Nietzsche on Freedom and Autonomy collects twelve essays by some of the heaviest hitters in Nietzsche studies today: Sebastian Gardner, Ken Gemes, Christopher Janaway, Robert Pippin, Simon May, Brian Leiter, John Richardson, Peter Poellner, Aaron Ridley, David Owen, Mathias Risse, and, writing jointly, Maudemarie Clark and David Dudrick. A number of these essays began their lives at a 2006 Nietzsche on Self, Agency, and Autonomy conference at the University of London, and there is sporadic yet substantive engagement between them. About one essay, Leiter's previously e-published "Nietzsche's Theory of the Will," we are told that "there is already a secondary literature" (125n22),1 and, as if on cue, Clark and Dudrick's "Nietzsche on the Will: An Analysis of BGE 19" adds to it. Simon May provides a serviceable introduction; the index is superb.

The difficulty of this book deserves emphasis at the outset. Although the secondary literature has lately been flooded with so-called guides and introductions intended to salve the wounds of Nietzsche novitiates fresh from their initial intellectual bludgeoning by, say (especially), On the Genealogy of Morals, Nietzsche on Freedom and Autonomy is cover-to-cover professional grade. Obvious reasons for the book's difficulty include the inherent difficulty of its subjects and the inherent difficulty of its source. Take the subject of freedom. As Pippin helpfully points out in the opening paragraph of "How to Overcome Oneself: Nietzsche on Freedom," the history of philosophy features numerous senses of what it means for an individual to be free: "self-knowledge, voluntarist 'spontaneity,' self-realization, autonomy, freedom from external constraint, morality, rational agency, authenticity, 'non-alienated' identification with one's deeds, power to do what one desires" (69).2 So just agreeing on how best to characterize the book's key subjects is hard enough, but now consider the source. Pippin further observes that "the problem of freedom, whether as a metaphysical issue or as a possible human aspiration in any of the above senses, does not seem to be one of Nietzsche's central concerns" (68), and May echoes this observation, beginning his introduction as follows: "Why devote a volume to Nietzsche on freedom and autonomy? Nietzsche does not often speak of these topics" (xiii). What we have, then, are a number of different interpretations of a number of different conceptions of freedom and autonomy attributed to Nietzsche on the basis of characteristically brief, dense, and diffuse passages across both published and unpublished works, and this naturally makes for a difficult book.

* **Set task 1**
In the review, at which university was the 2006 conference held where several of the essays began?
* **Set task 2**
Repeat the stretch of the review from "Nietzsche on Freedom and Autonomy collects" through "index is superb.".
* **Set task 3**
Based on the review, say whether each statement agrees with it: (a) The book collects twelve essays. (b) May's introduction claims that Nietzsche often speaks of freedom and autonomy. (c) The review judges the book's index to be poor.

* **Given information**

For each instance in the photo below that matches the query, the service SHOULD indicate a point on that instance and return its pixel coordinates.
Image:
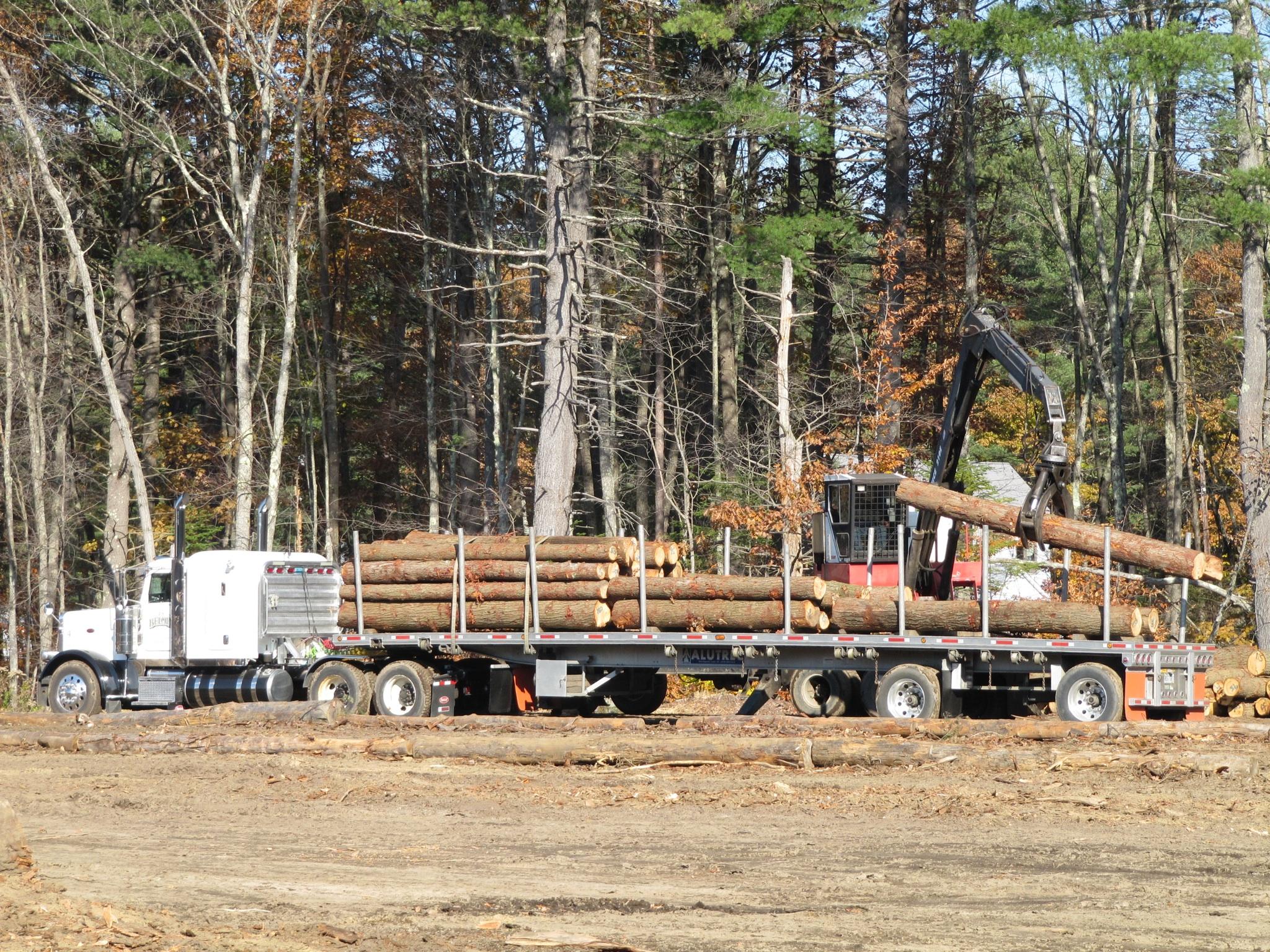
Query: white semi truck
(197, 630)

* **Worked answer 1**
The University of London.

* **Worked answer 2**
Nietzsche on Freedom and Autonomy collects twelve essays by some of the heaviest hitters in Nietzsche studies today: Sebastian Gardner, Ken Gemes, Christopher Janaway, Robert Pippin, Simon May, Brian Leiter, John Richardson, Peter Poellner, Aaron Ridley, David Owen, Mathias Risse, and, writing jointly, Maudemarie Clark and David Dudrick. A number of these essays began their lives at a 2006 Nietzsche on Self, Agency, and Autonomy conference at the University of London, and there is sporadic yet substantive engagement between them. About one essay, Leiter's previously e-published "Nietzsche's Theory of the Will," we are told that "there is already a secondary literature" (125n22),1 and, as if on cue, Clark and Dudrick's "Nietzsche on the Will: An Analysis of BGE 19" adds to it. Simon May provides a serviceable introduction; the index is superb.

* **Worked answer 3**
(a) Yes: "collects twelve essays"
(b) No: "Nietzsche does not often speak of these topics"
(c) No: "the index is superb"